> Supplied text:
>>>>

Then along came Theodore Roosevelt, pictured here with his Chief of Forestry, Gifford Pinchot.
A hunter who understood the need for habitat protection, he withdrew millions of acres of forest land, and created dozens of wildlife refuges. He withdrew monuments like Devil's Tower and Montezuma's Castle under the Antiquities Act, and signed new hunting regulations. While Congress revoked the executive power to withdraw timber lands, the system of our public lands- our parks, monuments, forests, and refuges- was in place. Agencies to manage them - the National Park Service, the Forest Service, and the Fish and Wildlife Service, were not legislatively far behind.
The Dust Bowl of the 1930s was an environmental catastrophe that convinced people of the need for federal regulation of land management. All the remaining land in the Public Domain, some 300 million acres, were consolidated under the aegis of what became the Bureau of Land Management. All the public lands agencies have different directives: the BLM and the Forest Service must manage multiple uses in a sustainable manner, the Park Service must is for preservation and enjoyment, and the Fish & Wildlife Service manages wildlife populations. Other agencies, such as the Bureau of Reclamation, the Tennessee Valley Authority, NOAA, etc., have varying directives, but are constrained by many of the same resource protection laws.
Over the past 80 years, Americans have increased our value and our protection of our public lands, adding categories of extra protection like wilderness and wild rivers, and protecting the resources on the lands, including plants, wildlife, artifacts, sacred sites, and burials. All 50 states boast dozens of their own parks and historic sites, modeled after the federally-managed ones. The process of land management has become more democratic, with required public input legislated in the National Environmental Policy Act (NEPA) and the Federal Land Management Policy Act (FLPMA). Our visionary Secretary of Interior under Clinton, Bruce Babbitt, tried to cast a new net of protection over BLM lands with the National Landscape Conservation System, and the forests, with the Roadless Policy.
Then came 2000. I am sure, even if I didn't spell it out, you could guess what follows. Within days, Bush repealed the Roadless Policy, ignoring millions of public comments in support of protecting our forests. Oil and gas leases have gone through the roof, carving up BLM lands, including those that support threatened species and unique cultural resources, like ancient ruins, petroglyphs, and relics from the homestead area. The Healthy Forests Act, which fast tracks logging projects, got a lot of press, less so the rewrite of the Forest Service's directive that scientific evidence regarding the effects of management decisions needs to be considered, but does not have to be given priority. Even less discussed is how the Federal Government has backed down from fighting lawsuits brought by extractive companies, or the judges appointed who review those environmental lawsuits brought by Defenders of Wildlife, Sierra Club, et al..
On every front, our public lands are being assaulted, even as they are one of the few remaining government operations that get great marks from people across the political spectrum.
Why Does It Matter To Me?
What good is a Bill of Rights that does not include the right to play, to wander, to explore, the right to stillness and solitude, to discovery and physical freedom?

<<<<

> List of tasks:
[1] Do these statements agree with the public lands passage? Answer each with yes or no and quote the words that decide it.
(a) Congress revoked the executive power to withdraw timber lands.
(b) The land left in the Public Domain came to some 500 million acres.
(c) Bush repealed the Roadless Policy within days.
[2] Put this sentence from the public lands passage into Spanish: "The Dust Bowl of the 1930s was an environmental catastrophe that convinced people of the need for federal regulation of land management."
[3] Answer these from the public lands passage:
(a) Who is pictured with Theodore Roosevelt?
(b) Which two acts legislate required public input in land management?
(c) What does the Healthy Forests Act do?

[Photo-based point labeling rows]
>>>>

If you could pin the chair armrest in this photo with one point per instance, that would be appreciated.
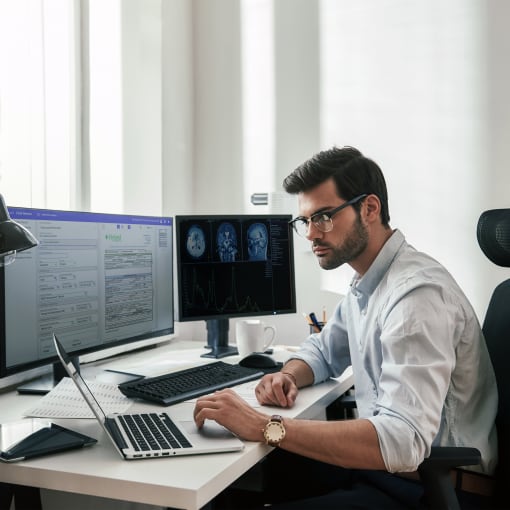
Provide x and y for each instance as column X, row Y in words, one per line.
column 435, row 474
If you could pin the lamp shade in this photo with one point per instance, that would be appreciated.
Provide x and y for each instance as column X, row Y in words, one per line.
column 13, row 236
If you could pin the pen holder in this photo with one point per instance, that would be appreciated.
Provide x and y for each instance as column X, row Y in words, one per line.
column 313, row 329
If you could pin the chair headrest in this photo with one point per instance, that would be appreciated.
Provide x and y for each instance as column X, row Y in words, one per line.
column 493, row 233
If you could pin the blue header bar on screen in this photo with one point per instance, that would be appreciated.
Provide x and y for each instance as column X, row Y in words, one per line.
column 22, row 213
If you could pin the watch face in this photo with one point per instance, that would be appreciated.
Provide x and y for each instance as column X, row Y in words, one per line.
column 274, row 432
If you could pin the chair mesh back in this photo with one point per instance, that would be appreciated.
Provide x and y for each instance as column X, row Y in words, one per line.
column 493, row 234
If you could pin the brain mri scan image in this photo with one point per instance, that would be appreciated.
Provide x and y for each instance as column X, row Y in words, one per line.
column 257, row 241
column 226, row 243
column 195, row 243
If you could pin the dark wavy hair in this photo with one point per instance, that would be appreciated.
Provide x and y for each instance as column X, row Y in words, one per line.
column 353, row 173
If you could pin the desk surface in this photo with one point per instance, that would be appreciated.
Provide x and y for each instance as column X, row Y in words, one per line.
column 180, row 482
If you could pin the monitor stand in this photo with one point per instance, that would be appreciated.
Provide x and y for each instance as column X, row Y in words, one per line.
column 46, row 383
column 217, row 339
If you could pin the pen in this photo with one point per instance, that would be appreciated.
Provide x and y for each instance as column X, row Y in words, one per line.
column 307, row 317
column 315, row 322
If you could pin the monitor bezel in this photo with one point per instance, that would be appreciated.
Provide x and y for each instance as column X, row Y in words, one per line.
column 179, row 219
column 128, row 342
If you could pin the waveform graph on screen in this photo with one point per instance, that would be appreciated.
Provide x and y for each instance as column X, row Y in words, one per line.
column 226, row 289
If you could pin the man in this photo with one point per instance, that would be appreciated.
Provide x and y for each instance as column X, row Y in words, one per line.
column 422, row 372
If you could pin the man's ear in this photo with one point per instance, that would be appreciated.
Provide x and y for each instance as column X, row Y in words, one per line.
column 372, row 207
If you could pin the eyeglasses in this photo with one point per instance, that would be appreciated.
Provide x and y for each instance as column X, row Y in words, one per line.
column 323, row 220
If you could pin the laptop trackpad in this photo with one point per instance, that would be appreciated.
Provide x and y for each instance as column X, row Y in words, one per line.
column 210, row 430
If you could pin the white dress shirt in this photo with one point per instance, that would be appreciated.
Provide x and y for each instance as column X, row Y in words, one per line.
column 422, row 372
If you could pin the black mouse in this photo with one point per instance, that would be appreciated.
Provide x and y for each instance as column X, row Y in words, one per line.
column 258, row 360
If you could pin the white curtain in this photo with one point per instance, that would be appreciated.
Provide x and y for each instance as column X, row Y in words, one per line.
column 38, row 98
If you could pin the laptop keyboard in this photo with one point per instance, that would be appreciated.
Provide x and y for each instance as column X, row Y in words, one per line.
column 153, row 431
column 189, row 383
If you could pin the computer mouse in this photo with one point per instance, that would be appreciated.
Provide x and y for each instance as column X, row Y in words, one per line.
column 258, row 360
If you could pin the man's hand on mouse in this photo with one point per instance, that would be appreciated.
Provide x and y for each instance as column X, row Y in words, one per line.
column 228, row 409
column 278, row 389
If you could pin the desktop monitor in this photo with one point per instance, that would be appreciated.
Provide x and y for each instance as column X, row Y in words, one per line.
column 96, row 280
column 233, row 266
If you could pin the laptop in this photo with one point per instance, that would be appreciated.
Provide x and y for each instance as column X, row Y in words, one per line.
column 153, row 434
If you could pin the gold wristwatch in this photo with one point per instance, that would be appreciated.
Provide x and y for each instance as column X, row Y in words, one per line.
column 274, row 431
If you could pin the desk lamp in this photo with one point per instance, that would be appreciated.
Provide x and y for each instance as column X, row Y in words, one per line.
column 13, row 236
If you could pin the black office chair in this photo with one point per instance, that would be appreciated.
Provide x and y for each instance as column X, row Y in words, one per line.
column 493, row 233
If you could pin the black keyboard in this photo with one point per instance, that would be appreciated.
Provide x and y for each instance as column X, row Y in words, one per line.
column 190, row 383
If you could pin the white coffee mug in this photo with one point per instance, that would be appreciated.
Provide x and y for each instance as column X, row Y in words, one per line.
column 251, row 336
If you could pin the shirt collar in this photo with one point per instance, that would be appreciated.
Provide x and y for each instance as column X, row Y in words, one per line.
column 371, row 279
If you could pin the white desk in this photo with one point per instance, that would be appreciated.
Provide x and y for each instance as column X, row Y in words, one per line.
column 180, row 482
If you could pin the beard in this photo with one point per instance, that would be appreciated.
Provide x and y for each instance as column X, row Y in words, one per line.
column 355, row 243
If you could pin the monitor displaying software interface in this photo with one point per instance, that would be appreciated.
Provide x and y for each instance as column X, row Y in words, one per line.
column 96, row 280
column 234, row 266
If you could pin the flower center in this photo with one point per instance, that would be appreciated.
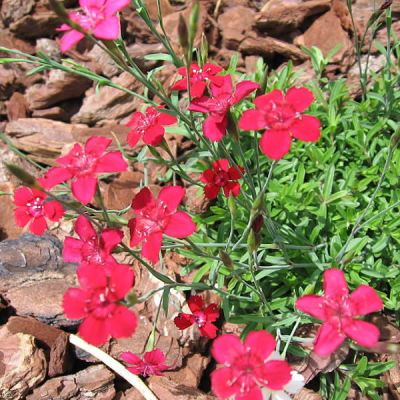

<<<<

> Full solutions:
[1]
(a) Yes: "While Congress revoked the executive power to withdraw timber lands"
(b) No: "All the remaining land in the Public Domain, some 300 million acres"
(c) Yes: "Within days, Bush repealed the Roadless Policy"

[2] El Dust Bowl de la década de 1930 fue una catástrofe ambiental que convenció a la gente de la necesidad de una regulación federal de la gestión de tierras.

[3]
(a) Gifford Pinchot, his Chief of Forestry.
(b) The National Environmental Policy Act (NEPA) and the Federal Land Management Policy Act (FLPMA).
(c) It fast tracks logging projects.